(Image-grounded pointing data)

*** Begin section ***

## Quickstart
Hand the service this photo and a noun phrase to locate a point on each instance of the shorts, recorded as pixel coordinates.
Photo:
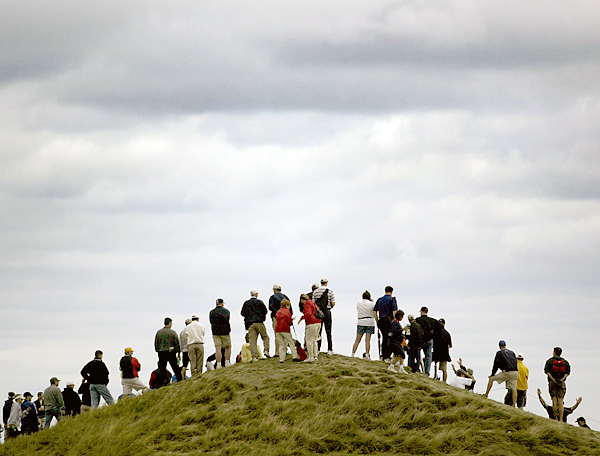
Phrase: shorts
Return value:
(557, 389)
(365, 330)
(130, 384)
(222, 341)
(510, 377)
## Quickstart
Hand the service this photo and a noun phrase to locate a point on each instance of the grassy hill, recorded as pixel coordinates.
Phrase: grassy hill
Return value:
(339, 405)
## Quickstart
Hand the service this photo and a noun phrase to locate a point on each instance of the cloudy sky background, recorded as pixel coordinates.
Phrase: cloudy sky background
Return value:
(155, 156)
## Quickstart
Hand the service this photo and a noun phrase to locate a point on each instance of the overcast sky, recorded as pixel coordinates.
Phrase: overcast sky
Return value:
(155, 156)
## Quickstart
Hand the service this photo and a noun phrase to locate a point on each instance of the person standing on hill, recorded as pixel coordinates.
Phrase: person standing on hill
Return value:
(506, 361)
(221, 331)
(185, 357)
(415, 343)
(274, 306)
(130, 368)
(255, 312)
(557, 369)
(442, 343)
(385, 308)
(367, 318)
(53, 402)
(313, 325)
(166, 344)
(430, 327)
(195, 333)
(96, 373)
(521, 384)
(324, 298)
(397, 343)
(282, 331)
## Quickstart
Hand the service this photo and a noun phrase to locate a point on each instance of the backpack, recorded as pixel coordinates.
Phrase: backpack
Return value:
(558, 368)
(323, 301)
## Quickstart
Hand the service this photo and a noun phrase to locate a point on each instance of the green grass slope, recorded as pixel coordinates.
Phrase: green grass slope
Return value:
(339, 405)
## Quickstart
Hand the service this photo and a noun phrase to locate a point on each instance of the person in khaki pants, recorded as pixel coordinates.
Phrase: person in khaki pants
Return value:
(194, 333)
(282, 332)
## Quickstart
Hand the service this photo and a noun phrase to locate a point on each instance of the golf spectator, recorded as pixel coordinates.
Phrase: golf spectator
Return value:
(324, 298)
(130, 378)
(254, 312)
(29, 419)
(185, 357)
(557, 369)
(274, 306)
(282, 331)
(313, 326)
(506, 362)
(367, 318)
(221, 331)
(166, 344)
(195, 333)
(385, 308)
(72, 400)
(581, 422)
(53, 402)
(442, 343)
(96, 373)
(430, 327)
(550, 411)
(414, 333)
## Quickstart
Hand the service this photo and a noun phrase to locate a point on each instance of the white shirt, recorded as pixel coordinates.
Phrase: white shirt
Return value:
(365, 312)
(194, 332)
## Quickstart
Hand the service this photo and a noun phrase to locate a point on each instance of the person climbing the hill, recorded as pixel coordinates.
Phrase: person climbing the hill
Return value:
(506, 362)
(166, 344)
(557, 369)
(325, 299)
(550, 411)
(442, 343)
(282, 331)
(255, 312)
(367, 318)
(313, 326)
(397, 343)
(385, 308)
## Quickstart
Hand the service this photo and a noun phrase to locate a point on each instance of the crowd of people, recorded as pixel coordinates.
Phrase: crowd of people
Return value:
(423, 342)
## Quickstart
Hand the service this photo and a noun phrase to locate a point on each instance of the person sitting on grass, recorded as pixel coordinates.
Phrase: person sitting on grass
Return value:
(397, 343)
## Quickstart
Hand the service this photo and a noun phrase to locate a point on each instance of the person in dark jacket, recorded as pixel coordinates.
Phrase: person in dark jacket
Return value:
(72, 400)
(166, 344)
(255, 312)
(96, 373)
(442, 343)
(415, 344)
(506, 361)
(221, 331)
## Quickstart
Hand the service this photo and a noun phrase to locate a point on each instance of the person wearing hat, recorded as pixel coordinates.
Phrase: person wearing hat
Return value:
(221, 331)
(521, 384)
(581, 422)
(130, 379)
(54, 403)
(72, 400)
(29, 420)
(194, 333)
(274, 306)
(185, 356)
(506, 362)
(255, 312)
(324, 298)
(13, 425)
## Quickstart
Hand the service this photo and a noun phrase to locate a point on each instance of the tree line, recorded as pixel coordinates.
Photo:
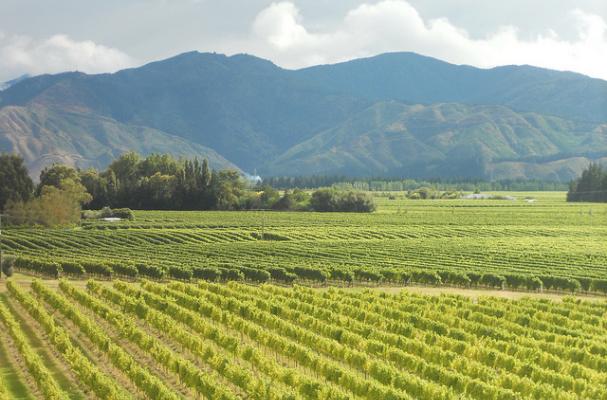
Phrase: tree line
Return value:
(384, 184)
(155, 182)
(591, 186)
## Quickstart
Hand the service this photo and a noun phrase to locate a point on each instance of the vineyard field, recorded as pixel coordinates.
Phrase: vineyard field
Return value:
(180, 340)
(536, 242)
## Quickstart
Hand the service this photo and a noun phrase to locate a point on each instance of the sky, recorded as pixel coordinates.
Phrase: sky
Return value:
(41, 36)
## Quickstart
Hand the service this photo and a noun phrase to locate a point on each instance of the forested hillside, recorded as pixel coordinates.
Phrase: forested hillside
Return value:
(397, 114)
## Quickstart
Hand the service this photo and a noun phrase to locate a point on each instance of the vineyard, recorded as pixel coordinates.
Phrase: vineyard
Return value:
(543, 244)
(176, 340)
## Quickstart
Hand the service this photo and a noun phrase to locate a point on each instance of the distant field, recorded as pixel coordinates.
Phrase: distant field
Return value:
(544, 238)
(237, 341)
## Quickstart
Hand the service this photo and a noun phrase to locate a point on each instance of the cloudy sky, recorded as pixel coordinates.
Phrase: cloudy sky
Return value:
(40, 36)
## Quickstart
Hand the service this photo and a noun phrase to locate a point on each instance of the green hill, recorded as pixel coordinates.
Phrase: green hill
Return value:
(396, 114)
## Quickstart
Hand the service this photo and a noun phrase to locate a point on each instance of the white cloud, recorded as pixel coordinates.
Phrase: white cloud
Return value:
(58, 53)
(395, 25)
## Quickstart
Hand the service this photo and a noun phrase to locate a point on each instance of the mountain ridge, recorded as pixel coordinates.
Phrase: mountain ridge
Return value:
(248, 112)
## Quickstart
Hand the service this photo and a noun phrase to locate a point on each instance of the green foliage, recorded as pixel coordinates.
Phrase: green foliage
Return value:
(15, 183)
(591, 186)
(7, 266)
(332, 200)
(55, 205)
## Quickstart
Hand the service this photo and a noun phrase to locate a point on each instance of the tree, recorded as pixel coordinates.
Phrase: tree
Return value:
(55, 205)
(591, 186)
(97, 186)
(15, 183)
(54, 175)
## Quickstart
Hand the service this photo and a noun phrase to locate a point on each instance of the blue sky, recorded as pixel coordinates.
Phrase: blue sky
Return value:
(40, 36)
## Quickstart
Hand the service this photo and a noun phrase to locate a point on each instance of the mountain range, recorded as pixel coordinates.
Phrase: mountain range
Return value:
(396, 114)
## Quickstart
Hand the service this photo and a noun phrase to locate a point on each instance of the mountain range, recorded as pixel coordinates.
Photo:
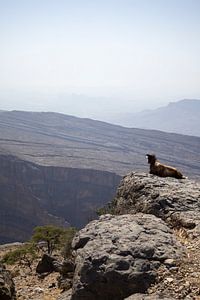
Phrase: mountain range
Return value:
(180, 117)
(59, 169)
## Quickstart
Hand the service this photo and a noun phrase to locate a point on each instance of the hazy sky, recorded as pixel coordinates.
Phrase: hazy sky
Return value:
(133, 53)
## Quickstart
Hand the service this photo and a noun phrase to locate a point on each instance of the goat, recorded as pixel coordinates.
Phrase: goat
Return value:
(161, 170)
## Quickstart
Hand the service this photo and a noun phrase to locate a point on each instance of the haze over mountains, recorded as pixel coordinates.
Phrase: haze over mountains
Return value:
(180, 117)
(60, 168)
(53, 139)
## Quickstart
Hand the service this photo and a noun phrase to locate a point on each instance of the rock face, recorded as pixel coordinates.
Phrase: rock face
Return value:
(32, 195)
(175, 201)
(117, 256)
(7, 287)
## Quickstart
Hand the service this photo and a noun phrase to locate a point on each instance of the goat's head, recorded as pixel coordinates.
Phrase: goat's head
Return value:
(151, 158)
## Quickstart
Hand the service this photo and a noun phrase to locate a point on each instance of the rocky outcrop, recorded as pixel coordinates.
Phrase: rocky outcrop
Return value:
(175, 201)
(33, 195)
(7, 287)
(117, 256)
(134, 253)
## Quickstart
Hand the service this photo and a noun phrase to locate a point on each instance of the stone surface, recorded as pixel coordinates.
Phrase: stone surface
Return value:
(7, 287)
(175, 201)
(117, 256)
(32, 195)
(148, 297)
(46, 264)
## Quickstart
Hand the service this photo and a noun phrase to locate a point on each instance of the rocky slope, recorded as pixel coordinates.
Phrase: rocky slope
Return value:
(184, 118)
(33, 195)
(150, 247)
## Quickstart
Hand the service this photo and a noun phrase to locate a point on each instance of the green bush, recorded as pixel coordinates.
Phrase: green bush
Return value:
(24, 255)
(54, 236)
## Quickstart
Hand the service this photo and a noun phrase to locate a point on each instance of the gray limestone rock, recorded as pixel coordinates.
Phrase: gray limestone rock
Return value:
(175, 201)
(7, 287)
(118, 256)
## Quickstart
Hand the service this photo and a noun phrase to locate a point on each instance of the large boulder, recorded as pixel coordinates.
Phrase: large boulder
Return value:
(175, 201)
(47, 264)
(117, 256)
(7, 287)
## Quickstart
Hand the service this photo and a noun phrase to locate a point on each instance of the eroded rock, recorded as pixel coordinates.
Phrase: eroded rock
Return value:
(118, 256)
(7, 287)
(175, 201)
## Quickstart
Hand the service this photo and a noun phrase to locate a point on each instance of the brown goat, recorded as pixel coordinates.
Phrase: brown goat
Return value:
(161, 170)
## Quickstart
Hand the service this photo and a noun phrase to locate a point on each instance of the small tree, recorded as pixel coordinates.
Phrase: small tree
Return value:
(52, 235)
(67, 241)
(24, 255)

*** End section ***

*What is expected*
Wherever the word "field" appears in the data, return the whole line.

*Result for this task*
Hand the service this photo and a noun phrase to locate a point on each instance of the vineyard field, recorded as pixel coordinates.
Phrase: vineyard field
Hand the service this photo and a noun phrase to locate a point on each instance of the distant field, recorded as pixel coordinates.
Phrase: distant field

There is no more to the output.